# [Objective]
Quote all of the items below verbatim, leaving the pictures out.
## START Provided data
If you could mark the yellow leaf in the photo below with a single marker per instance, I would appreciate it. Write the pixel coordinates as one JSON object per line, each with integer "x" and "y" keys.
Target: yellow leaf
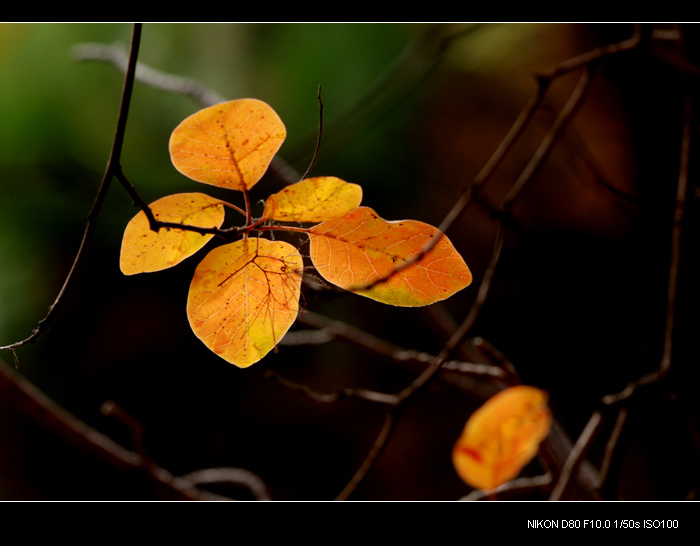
{"x": 243, "y": 298}
{"x": 144, "y": 250}
{"x": 502, "y": 436}
{"x": 229, "y": 145}
{"x": 313, "y": 200}
{"x": 360, "y": 248}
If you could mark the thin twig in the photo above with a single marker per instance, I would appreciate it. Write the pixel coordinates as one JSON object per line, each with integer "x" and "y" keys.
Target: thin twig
{"x": 320, "y": 134}
{"x": 577, "y": 454}
{"x": 157, "y": 79}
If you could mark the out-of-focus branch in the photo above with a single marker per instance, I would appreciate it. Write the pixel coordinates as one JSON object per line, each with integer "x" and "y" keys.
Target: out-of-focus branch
{"x": 24, "y": 396}
{"x": 111, "y": 169}
{"x": 117, "y": 55}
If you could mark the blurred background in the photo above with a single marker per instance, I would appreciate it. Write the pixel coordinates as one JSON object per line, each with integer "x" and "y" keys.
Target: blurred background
{"x": 412, "y": 112}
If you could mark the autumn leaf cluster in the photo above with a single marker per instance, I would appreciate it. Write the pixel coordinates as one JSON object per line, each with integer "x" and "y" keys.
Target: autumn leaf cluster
{"x": 244, "y": 295}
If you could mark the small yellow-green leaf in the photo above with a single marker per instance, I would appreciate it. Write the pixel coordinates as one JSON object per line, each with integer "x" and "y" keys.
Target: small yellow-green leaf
## END Provided data
# [Solved problem]
If you could mark the yellow leaf in the photo below with a single marker per instance, I would appreciate it. Write the pixel coordinates as one JSON object per line, each with integer "x" and "y" keys.
Target: yellow leaf
{"x": 243, "y": 298}
{"x": 144, "y": 250}
{"x": 502, "y": 436}
{"x": 229, "y": 145}
{"x": 313, "y": 200}
{"x": 360, "y": 248}
If you could mark the thin twig in the photo above with a single marker per instance, I would appreciate it. Write the pixel coordinates as one JSON object per line, each with integer "x" and "y" keys.
Target: thin twig
{"x": 320, "y": 134}
{"x": 577, "y": 454}
{"x": 157, "y": 79}
If you could mark the out-of-focus branch in the photo above with a single marker per instance, I would appreciate it. Write the pixel coordinates as one JSON object per line, each with integer "x" and "y" keys.
Target: out-of-focus branch
{"x": 24, "y": 396}
{"x": 111, "y": 169}
{"x": 117, "y": 55}
If you could mark the blurred background in the photo above with a single marker per instance, I would appreciate it. Write the pixel coordinates as one JSON object per line, each with integer "x" and "y" keys.
Target: blurred background
{"x": 412, "y": 112}
If you could mark the autumn leaf cluster in the photo above with a single marker per instance, I would appreciate it. Write the pixel coordinates as one JSON object per line, each with integer "x" and "y" keys.
Target: autumn leaf cluster
{"x": 244, "y": 295}
If you could mark the small yellow-green leaf in the photo above with a single marker per instance, I would appreciate it. Write the pixel coordinates as one JSON object per line, each with integer "x" and "y" keys.
Target: small yellow-green leaf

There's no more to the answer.